Your task: Transcribe the passage of the article below on happiness and GDP from "The measure we" up to and including "high (see chart).".
--- Document segment ---
• Editor

Should investors consider happiness rather than GDP?

The practice of gratitude helped me through the Covid-19 lockdowns last year. Every day I would write down three things that I appreciated in my life. This allowed me to reflect on what made me happy.

I recently found that gratitude journal and reading it again, it was clear that the things that made me happiest tended to be things that money cannot buy.

This goes against everything I have been taught in my career as an economist, where Gross Domestic Product (GDP) as a monetary value of an economy, is the main measure of societal performance. I should only be as happy as the material things I own.

Of course, I am not the first person to have considered this. About a decade ago, Nobel Laureate Joseph Stiglitz commissioned a report called Mismeasuring Our Lives: Why GDP Doesn’t Add Up. It presented the case for retiring GDP in favour of wellbeing and in recent years, this idea has gained traction under the Beyond GDP movement.

The idea of using wellbeing as a measure of societal performance has been accompanied by the rise in the number of investors considering social factors in their decision making. And figuring out what makes society happy helps us identify the risks to the global economy from the S in ESG.

Money can buy happiness, but only up to a point

GDP per person has a strong relationship with national happiness, explaining 56% of the differences across countries (see chart below).

But the richer someone is, the smaller the boost in happiness from becoming richer. Happiness plateaus as the average income in society reaches $70,000 (see chart below).

The shape of the relationship between happiness and income is significant for two reasons. Firstly, in the broader context of inequality this supports the case for distributive policies. Secondly, for rich countries, there may be more effective ways for society to boost happiness than by solely pursuing more economic growth.

What else matters?

The Organisation for Economic Co-operation and Development (OECD) was one of the first international bodies to bring together internationally comparable measures of wellbeing under its Better Life Index.

But some things matter more than others when it comes to driving wellbeing. To explore this, we use regression analysis to explore what objective social factors best explain subjective happiness, measured by life satisfaction. Four factors stand out as having the strongest relationship with happiness. These are personal income, long-term unemployment, self-perceived health and perceived corruption.

Corruption erodes social trust

Investors have long considered corruption and wider governance measures as important. The perception of corruption data that we use in our work is in fact a measure of institutional trust, which captures both government and business corruption. More specifically, survey respondents are asked whether corruption is widespread in government and business? This also has a good relationship with broader trust in society, where people are asked whether they can trust others (see chart below).

It is no surprise that emerging markets have higher perceptions of corruption than developed markets (see chart below). Within developed markets, the Nordic countries have the lowest perception of corruption and highest social trust levels. This helps to explain why these countries consistently rank as the some of the happiest in the world.

However, Eastern Europe stands out as having especially high perceptions of corruption with Romania, Portugal and Hungary topping the list across both major developed and emerging markets. Italy and Greece also score relatively low.

Mental health matters

Unsurprisingly, health has a strong relationship with happiness, and it is a theme that popped up in my journal several times.

The measure we use is self-reported health – the share of those reporting “at least good” health. Importantly, this reflects that self-assessed health combines both mental and physical health. Mental health is especially important to consider in advanced economies, where life expectancy and other measures of physical health are already very high (see chart).
--- Extracted data ---
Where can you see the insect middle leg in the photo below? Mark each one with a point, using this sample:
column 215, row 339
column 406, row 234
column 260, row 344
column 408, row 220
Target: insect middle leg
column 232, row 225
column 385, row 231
---
--- Extracted data ---
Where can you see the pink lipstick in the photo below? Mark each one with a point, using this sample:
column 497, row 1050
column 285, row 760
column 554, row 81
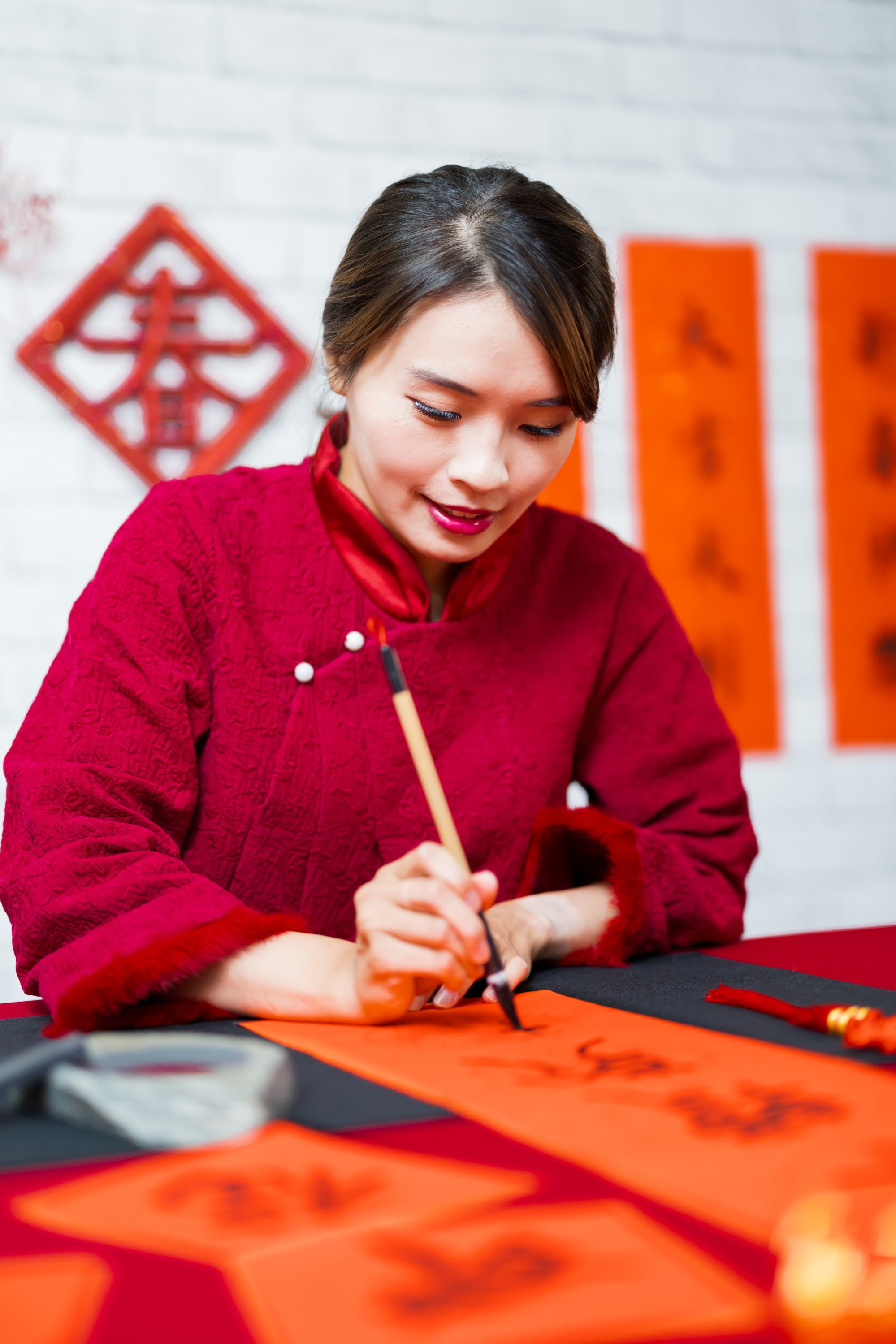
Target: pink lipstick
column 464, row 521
---
--- Extracted data ---
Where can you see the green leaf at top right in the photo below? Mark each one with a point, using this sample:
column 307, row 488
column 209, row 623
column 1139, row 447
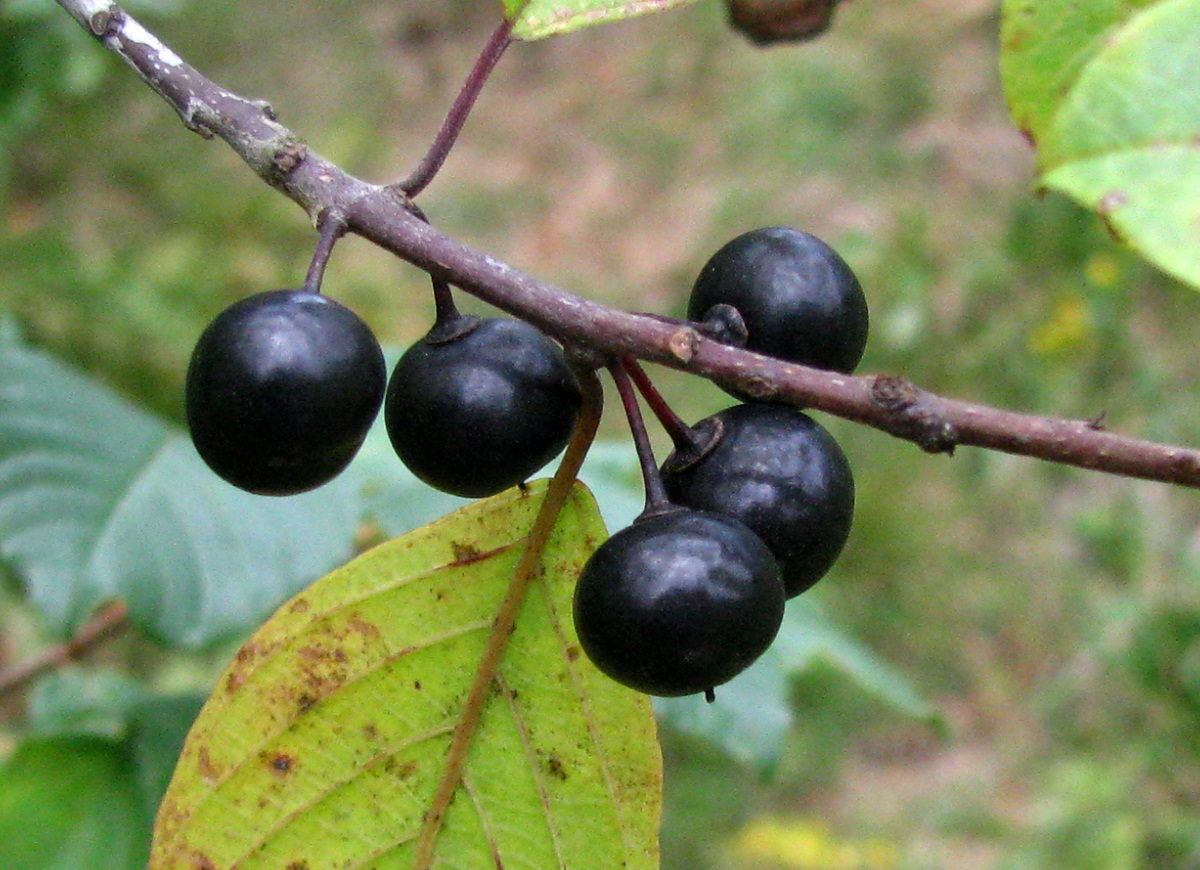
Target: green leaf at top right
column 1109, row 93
---
Exercise response:
The measure we use is self-reported health – the share of those reporting “at least good” health. Importantly, this reflects that self-assessed health combines both mental and physical health. Mental health is especially important to consider in advanced economies, where life expectancy and other measures of physical health are already very high (see chart).